Texto de apoio:
# # #
Talvez você esteja lendo esse artigo porque acabou de adquirir aquele carro novinho só porque ele estava com um preço mais em conta. E, aproveitando o assunto, permita-me perguntar se você já comprou pelo desejo e não pela necessidade. Alguma vez realizou aquela compra estimulada (o) pelo impulso e pela ansiedade?
Pois é, milhares de brasileiros responderam positivamente às perguntas acima – pelo menos uma vez na vida. Tais hábitos de adquirir produtos e serviços sem precisar deles, conduz ao endividamento e descontrole - daí surge a necessidade de se socorrer nos empréstimos bancários de instituições que oferecem créditos a juros aparentemente razoáveis e legais.
Ocorre que, após fazer o empréstimo, muitas vezes o consumidor não consegue honrar os pagamentos, sofrendo cobranças decorrente do inadimplemento e até negativação de seu nome em cadastros de serviços de proteção ao crédito.
E é ai, que ao tentar renegociar o financiamento e buscar um especialista em contratos é que o consumidor descobre as famosas cláusulas abusivas no financiamento, com cobranças de taxas, juros e serviços inseridas no ato da contratação, que culminou em um financiamento impagável, necessitando então, de uma ação revisional com intuito de, judicialmente afastar tais cláusulas de modo a deixar o contrato mais equânime e justo. Surge então o fantasma da Busca e Apreensão de Veículos!
Ao menos uma vez na vida, você viu ou ouviu falar de alguém que perdeu seu carro para o banco – e quão constrangedor foi. Muitos advogados dizem que, “depois que perdeu o carro para o banco, não dá para pegar de volta”. Sinto informar aos colegas advogados que isso é lenda: muitos processos de busca e apreensão já nascem viciados pela ausência da constituição da Mora (notificação acerca da ausência de pagamento) nos termos legais, conforme diversas notificações extrajudiciais que as Instituições Bancárias alegam ser válidas e regulares para a constituição da mora, porém não comprovam que o contratante do empréstimo bancário fora devidamente notificado e constituído da mora.
# # #
Informações fornecidas:

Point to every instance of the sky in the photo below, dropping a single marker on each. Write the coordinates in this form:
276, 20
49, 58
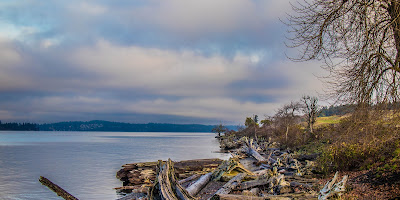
# # #
Objetivo da tarefa:
Transcreva fielmente o trecho do texto sobre financiamento de veículos que vai de "Talvez você esteja" a "e pela ansiedade?". Responda com base exclusivamente no texto.

Resposta correta:
Talvez você esteja lendo esse artigo porque acabou de adquirir aquele carro novinho só porque ele estava com um preço mais em conta. E, aproveitando o assunto, permita-me perguntar se você já comprou pelo desejo e não pela necessidade. Alguma vez realizou aquela compra estimulada (o) pelo impulso e pela ansiedade?